--- Aim of the exercise ---
Find each line in the data below that contains the string "blue", and copy those lines. Matching is case-sensitive.

:: Source records

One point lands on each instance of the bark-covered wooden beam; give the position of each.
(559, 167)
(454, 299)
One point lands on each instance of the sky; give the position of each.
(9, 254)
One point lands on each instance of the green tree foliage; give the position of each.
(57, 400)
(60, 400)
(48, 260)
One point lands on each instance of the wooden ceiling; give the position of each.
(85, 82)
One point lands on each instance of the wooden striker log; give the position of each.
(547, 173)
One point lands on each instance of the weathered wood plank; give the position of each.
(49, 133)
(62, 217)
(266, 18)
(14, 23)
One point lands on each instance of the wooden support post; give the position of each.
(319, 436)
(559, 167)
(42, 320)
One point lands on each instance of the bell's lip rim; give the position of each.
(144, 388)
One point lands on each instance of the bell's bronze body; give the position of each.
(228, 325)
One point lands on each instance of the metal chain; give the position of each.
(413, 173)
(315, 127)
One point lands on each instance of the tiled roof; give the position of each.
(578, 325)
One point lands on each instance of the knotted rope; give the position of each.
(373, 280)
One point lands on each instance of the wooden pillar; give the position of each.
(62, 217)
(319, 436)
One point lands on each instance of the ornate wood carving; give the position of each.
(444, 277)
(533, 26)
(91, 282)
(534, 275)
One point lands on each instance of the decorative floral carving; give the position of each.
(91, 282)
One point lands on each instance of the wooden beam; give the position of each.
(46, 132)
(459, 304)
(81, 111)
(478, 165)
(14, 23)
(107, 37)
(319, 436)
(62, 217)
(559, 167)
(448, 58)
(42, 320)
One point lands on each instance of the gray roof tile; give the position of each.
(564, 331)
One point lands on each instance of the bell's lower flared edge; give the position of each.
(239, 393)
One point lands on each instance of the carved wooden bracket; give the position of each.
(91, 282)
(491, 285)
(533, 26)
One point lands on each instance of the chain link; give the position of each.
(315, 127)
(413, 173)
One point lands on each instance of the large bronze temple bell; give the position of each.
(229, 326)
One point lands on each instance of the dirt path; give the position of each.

::::
:: Source records

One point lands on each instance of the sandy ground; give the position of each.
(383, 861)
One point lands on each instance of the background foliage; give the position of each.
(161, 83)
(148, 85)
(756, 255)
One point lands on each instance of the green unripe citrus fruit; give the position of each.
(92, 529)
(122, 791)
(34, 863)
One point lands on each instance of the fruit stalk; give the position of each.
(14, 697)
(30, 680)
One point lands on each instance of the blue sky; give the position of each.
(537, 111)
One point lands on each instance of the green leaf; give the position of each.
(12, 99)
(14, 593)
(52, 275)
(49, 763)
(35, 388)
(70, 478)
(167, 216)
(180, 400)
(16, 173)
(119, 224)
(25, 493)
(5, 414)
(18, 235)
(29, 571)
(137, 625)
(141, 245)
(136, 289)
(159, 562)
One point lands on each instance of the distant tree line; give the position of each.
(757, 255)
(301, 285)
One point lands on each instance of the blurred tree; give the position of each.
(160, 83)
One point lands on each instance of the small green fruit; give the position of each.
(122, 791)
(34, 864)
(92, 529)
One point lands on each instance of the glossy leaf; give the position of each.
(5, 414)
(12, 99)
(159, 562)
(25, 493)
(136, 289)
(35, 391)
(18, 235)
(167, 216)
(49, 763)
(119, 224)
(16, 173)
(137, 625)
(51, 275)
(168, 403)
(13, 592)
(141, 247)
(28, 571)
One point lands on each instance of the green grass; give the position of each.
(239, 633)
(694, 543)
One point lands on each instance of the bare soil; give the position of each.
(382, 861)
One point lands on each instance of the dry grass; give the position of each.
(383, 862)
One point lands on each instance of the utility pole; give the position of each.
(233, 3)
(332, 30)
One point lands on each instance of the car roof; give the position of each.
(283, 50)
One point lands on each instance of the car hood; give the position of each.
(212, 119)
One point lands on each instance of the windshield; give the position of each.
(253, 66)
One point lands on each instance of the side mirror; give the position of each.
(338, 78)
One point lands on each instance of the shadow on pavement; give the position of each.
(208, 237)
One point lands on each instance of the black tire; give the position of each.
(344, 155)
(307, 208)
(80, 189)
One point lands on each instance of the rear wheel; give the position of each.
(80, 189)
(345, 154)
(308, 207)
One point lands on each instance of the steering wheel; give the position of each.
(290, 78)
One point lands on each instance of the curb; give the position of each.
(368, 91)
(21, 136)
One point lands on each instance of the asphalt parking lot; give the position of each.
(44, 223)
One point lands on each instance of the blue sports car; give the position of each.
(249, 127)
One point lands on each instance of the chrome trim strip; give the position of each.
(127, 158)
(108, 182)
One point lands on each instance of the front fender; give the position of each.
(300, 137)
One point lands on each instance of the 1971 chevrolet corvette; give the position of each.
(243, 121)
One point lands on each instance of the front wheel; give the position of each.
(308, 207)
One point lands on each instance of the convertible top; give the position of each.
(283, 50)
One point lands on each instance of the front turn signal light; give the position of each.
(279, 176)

::::

--- Written solution ---
One point lands on each instance of the blue sky; give the position of each.
One point lands on each instance of the blue sports car; give the position of each.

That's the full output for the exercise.